Text:

'''

(Host) This afternoon, Governor Jim Douglas vetoed the GMO seed bill.
Douglas says he rejected the legislation because he thinks it will hurt the state’s agriculture industry.
But backers of the bill say the veto will hurt Vermont’s emerging organic farm community.
VPR’s Bob Kinzel reports.
(Jim Douglas) “So I will sign the message that I’ll send to the Secretary of the Senate later this afternoon rejecting the bill.
(Kinzel) With the stroke of his pen, Douglas signed the veto message and blocked implementation of one of the most controversial bills of the session.
Douglas vetoed the legislation at a dairy farm in Fairfield on a gray and windy afternoon surrounded by more than 100 farmers.
The legislation would have allowed organic farmers to sue the manufacturers of genetically engineered seeds if the seeds from a nearby farm drifted onto their land and caused more than 35 hundred dollars in damage to their crops.
Standing in front of a large dairy barn, Douglas said he had a lot of problems with the bill:
(Douglas) “It dives into new legal territory that may only promote needless litigation pitting farmers against farmer and neighbor against neighbor. It may also burden seed manufacturers and local distributors with greater business risk that will if the history of commerce is any guide be passed on to our farmers in the form of higher prices or restricted access to genetically engineered seeds I can’t endorse that outcome by signing this bill.”
(Kinzel) Bill Bushey helped organize a bus load of farmers from Addison County to come to the event.
(Bushey) “We have a great concern from the organic people versus the commercial dairymen and I think that split seems to be widening gets wider and wider and it’s too bad we need to spend more time trying to coexist and working for a common goal.”
(Kinzel) About a mile from the veto ceremony, a group of farmers who support the bill criticized the governor’s actions.
Lyle Edwards has been a dairy farmer in Westfield for over 30 years:
(Edwards) “This bill is to head off a problem. This bill is in case there is an accident, what do you do someone has to pay. There is a liability issue and somebody has to pay. So the question is who does the paying? And you still want to have coexistence anyhow because everybody needs to live together and get along. So that’s just a given they’re just separating the issues out.”
(Kinzel) Lawmakers will now come back to the Statehouse on Thursday June 1st for a special veto session. It will take a two thirds majority in each chamber to override the governor’s veto. Most political observers doubt the governor will lose this fight.

'''

Stored data entries:
'''

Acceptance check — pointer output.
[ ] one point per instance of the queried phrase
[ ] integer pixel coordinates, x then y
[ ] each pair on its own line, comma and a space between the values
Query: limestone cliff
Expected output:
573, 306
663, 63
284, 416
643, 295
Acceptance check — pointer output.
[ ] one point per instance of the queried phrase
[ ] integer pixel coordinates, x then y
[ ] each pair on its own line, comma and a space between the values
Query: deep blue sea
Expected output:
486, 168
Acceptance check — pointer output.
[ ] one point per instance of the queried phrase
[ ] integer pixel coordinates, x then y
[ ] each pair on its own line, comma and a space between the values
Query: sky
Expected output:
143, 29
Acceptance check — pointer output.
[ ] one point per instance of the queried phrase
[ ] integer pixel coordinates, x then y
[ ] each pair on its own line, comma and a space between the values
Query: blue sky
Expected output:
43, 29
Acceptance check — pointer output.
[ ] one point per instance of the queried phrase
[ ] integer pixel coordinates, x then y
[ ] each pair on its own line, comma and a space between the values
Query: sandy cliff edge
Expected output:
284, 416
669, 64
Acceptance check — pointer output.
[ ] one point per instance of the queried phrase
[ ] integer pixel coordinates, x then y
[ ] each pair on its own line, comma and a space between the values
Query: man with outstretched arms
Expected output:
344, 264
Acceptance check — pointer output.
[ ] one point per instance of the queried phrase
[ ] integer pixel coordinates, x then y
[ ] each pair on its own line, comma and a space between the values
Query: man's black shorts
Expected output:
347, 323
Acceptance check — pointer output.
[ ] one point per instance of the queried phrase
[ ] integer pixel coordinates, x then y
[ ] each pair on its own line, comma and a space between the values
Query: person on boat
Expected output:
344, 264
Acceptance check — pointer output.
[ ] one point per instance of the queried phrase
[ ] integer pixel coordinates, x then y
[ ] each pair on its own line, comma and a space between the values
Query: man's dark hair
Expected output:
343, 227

'''

Task instructions: Copy out the section of the GMO seed veto report that begins at the words "VPR’s Bob Kinzel" and stops after "of the session.".

Finished task:
VPR’s Bob Kinzel reports.
(Jim Douglas) “So I will sign the message that I’ll send to the Secretary of the Senate later this afternoon rejecting the bill.
(Kinzel) With the stroke of his pen, Douglas signed the veto message and blocked implementation of one of the most controversial bills of the session.